> What the exercise asks
Reproduce every one of the following items word for word, keeping each line unchanged and in its original order.

> Provided records
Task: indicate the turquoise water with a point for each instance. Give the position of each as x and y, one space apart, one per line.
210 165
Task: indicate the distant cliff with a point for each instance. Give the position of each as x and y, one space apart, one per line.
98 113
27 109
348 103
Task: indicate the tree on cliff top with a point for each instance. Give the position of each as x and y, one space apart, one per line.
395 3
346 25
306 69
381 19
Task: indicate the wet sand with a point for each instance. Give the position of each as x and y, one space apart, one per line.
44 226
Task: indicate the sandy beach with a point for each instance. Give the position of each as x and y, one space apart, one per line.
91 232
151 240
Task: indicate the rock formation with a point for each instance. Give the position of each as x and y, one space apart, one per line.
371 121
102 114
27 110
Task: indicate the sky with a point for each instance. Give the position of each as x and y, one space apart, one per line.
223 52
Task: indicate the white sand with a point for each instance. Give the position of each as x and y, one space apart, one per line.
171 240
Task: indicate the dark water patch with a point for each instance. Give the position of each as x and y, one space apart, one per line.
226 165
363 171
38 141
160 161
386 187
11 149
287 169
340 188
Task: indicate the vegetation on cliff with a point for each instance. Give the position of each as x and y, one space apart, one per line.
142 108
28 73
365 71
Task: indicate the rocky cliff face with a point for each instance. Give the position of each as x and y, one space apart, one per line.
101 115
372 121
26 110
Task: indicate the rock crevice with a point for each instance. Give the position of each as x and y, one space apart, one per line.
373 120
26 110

> Output of the task
Task: indicate the turquoise water with a point for each instance. Give the position of each as x and y, one space apart, one per line.
210 165
Task: indicate the distant cliff with a point for each instance. Give the position of each as x and y, one space apart, one per line.
98 113
27 109
348 103
Task: indicate the tree on cliff top with a point for each instance. Give the position of each as x and y, one space apart, one per line.
395 3
346 25
306 69
381 19
Task: indicate the wet sand with a point for each instance. Give the position of each as x and y, one space apart, one per line.
44 226
Task: indicate the sandy beach with a point for each instance. Give the position of each as x and y, one space apart, one per line.
91 232
151 240
Task: indicate the rock formation with a point for each instance. Give the position of each as x and y, one space apart, one per line.
371 121
102 114
27 110
Task: indicate the sky with a point for each instance. Give the position of each as x and y, one space apart, one per line.
223 52
Task: indicate the white sand with a point for each instance. Give the position of each as x and y, one space apart, one per line.
171 240
Task: indicate the dark water patch with a point for each instance. Give the position of each as x and y, one space apart, one per line.
226 165
363 171
38 141
160 161
386 187
11 149
287 169
340 188
Task: indicate the vegetation on cliff with a point for each instance. Give the position of each as x and y, one space apart, one per line.
142 108
28 73
365 71
Task: indicate the rocky cliff face with a point for each instance. Give the position of each as x and y, one space apart, one per line.
101 115
372 121
26 110
Task: indicate the rock crevice with a point for each instance. Give the position of each as x and y, one space apart, one per line.
373 120
26 110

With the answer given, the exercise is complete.